*** Data records Section Begins ***
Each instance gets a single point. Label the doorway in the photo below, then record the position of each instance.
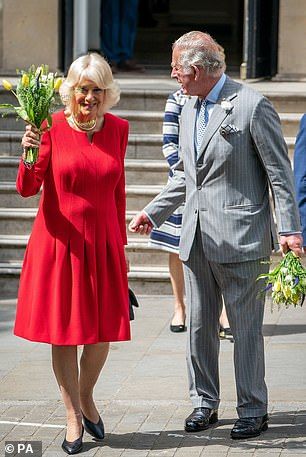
(161, 22)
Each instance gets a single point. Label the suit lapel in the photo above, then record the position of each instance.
(190, 115)
(218, 115)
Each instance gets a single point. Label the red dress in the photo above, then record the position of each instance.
(73, 286)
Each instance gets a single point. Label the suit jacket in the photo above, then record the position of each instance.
(300, 173)
(227, 186)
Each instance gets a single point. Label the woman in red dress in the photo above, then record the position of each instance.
(73, 286)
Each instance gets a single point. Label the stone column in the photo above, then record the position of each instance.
(292, 40)
(29, 34)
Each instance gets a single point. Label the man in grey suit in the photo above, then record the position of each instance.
(232, 150)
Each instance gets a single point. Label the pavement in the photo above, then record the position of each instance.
(142, 392)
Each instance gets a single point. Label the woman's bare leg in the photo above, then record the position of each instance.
(65, 366)
(177, 281)
(91, 364)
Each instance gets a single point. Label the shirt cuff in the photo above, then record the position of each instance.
(150, 219)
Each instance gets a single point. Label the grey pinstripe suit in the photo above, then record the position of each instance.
(226, 232)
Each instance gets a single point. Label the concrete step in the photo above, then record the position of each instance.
(143, 280)
(11, 199)
(140, 146)
(290, 123)
(140, 171)
(138, 196)
(152, 99)
(150, 122)
(19, 221)
(140, 254)
(147, 100)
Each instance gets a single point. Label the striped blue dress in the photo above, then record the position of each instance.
(167, 236)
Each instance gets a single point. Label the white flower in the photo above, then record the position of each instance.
(226, 105)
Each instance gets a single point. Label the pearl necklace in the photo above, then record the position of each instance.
(85, 126)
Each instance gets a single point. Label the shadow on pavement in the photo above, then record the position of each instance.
(273, 330)
(285, 431)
*** Data records Section Ends ***
● Exercise directions: Print the data word for word and omit the pictures.

● Exercise response:
Each instance gets a single point. Label the doorway in the photo below, then record the position of each instance.
(161, 22)
Each instance gets a single point. Label the suit lapel in the photo above, then record the position of each instance.
(190, 115)
(218, 115)
Each instance gets a single point. Label the red dress in the photo above, then record the position of each instance.
(73, 286)
Each instance gets a single point. Label the suit jacket in the photo above, then record the position of each instance.
(300, 173)
(227, 186)
Each instance gets a single point. Label the woman in red dress in the photo above, then record the position of each instance.
(73, 286)
Each instance gets a single point. Label the stone column in the photo above, then record the position of each instance.
(292, 40)
(29, 34)
Each instance gets a single point. Label the man in grey suit in the photo above, then record the position of each instance.
(232, 150)
Each instance gets a single point. Label the pavement in the photo above, then record the position of each instance.
(142, 392)
Each instance gets a single point. Label the woman's bare leg in the photo above, then record the position of each instance.
(65, 366)
(177, 281)
(91, 364)
Each instance gets a single point. Label the shirt cuff in the photo above, then record the position of each instance.
(150, 219)
Each instance gets a single point. Label the grey pinstripe suit in the photo above, then record the position of each instance.
(226, 232)
Each instance gets a single point. Label the concrete step in the photo above, then record the position of each instance.
(143, 280)
(11, 199)
(140, 146)
(290, 123)
(140, 171)
(138, 196)
(152, 99)
(150, 122)
(19, 221)
(140, 254)
(147, 100)
Each instance gets a single point. Label the striped blue dress in the photo above, then record the position of each instance.
(167, 236)
Each instance gets a single point. Label the white flower in the photo above, then record the position of each instance.
(226, 105)
Each instance gets a single point. Label the pearl necklace in the photo above, then record the position of each instance.
(85, 126)
Each instance gets a single point. Label the shadow on pavement in the photo above, then record the position of each instance.
(273, 330)
(285, 431)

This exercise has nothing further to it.